- **DOCUMENT TEXT**
☆ ☆ ☆
If he was funding pro-democracy protestors against the Assad regime, then good on him. I'd probably have done the same. Of course, you'd want to know exactly where those funds are going to, and he might well be horrified if they ended up in the hands of ISIS. But that doesn't stop the fact that the Assad regime is horrifically brutal and that many decent people have died over there for nothing more than wanting basic freedom and dignity and being willing to fight for it.

You might be surprised to find that our allies in the US, if not Australia itself, also provided substantial funding to some of these anti-Assad groups. Was this guy's name Barack Obama by any chance? Wink

Mugwump wrote:
There are a lot of people out there who want to kill us, indiscriminately. We need to adapt our domestic liberties to recognise that fact,and this one seems to me a minor, targeted curtailment of domestic liberty in term of potential benefit vs cost.
☆ ☆ ☆
- **SET TASK**
Which distinct proper names appear in the discussion text above? List them in order of first appearance.
☆ ☆ ☆
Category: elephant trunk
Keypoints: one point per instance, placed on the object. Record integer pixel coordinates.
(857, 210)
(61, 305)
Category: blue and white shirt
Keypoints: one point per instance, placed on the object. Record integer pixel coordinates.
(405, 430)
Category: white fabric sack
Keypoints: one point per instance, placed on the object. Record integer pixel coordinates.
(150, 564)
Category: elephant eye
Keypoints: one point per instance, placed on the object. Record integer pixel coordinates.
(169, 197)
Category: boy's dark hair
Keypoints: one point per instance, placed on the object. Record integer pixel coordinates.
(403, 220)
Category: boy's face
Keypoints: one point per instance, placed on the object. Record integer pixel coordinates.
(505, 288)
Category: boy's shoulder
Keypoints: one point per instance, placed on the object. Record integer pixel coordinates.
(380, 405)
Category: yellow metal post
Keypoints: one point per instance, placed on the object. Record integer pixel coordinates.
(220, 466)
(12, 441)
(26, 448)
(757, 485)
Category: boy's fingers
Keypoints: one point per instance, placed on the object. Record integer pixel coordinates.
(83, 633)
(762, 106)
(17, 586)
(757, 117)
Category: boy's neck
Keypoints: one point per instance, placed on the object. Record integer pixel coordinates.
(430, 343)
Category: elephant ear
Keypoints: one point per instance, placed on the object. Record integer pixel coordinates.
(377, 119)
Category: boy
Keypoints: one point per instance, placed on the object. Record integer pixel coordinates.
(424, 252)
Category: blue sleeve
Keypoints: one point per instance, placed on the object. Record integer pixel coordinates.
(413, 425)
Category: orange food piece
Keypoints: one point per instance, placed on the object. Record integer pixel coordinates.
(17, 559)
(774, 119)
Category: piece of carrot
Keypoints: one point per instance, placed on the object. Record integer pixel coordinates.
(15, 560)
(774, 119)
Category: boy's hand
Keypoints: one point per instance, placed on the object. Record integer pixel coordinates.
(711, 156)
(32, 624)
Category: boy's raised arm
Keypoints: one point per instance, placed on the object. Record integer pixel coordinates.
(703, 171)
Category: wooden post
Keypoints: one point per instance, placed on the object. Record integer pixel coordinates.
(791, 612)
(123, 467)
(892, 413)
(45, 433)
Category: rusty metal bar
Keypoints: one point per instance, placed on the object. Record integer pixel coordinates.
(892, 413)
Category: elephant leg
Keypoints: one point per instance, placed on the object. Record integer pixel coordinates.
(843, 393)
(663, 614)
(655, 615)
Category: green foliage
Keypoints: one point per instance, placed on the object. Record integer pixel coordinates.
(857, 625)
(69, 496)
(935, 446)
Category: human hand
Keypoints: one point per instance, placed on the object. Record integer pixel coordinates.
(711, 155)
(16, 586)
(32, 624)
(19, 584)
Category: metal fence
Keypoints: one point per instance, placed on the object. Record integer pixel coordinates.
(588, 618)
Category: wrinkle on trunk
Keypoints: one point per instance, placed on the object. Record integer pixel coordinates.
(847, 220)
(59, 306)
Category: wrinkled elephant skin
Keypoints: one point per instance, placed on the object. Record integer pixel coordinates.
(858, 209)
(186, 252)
☆ ☆ ☆
- **WRITTEN SOLUTION**
Assad, ISIS, US, Australia, Barack Obama, Mugwump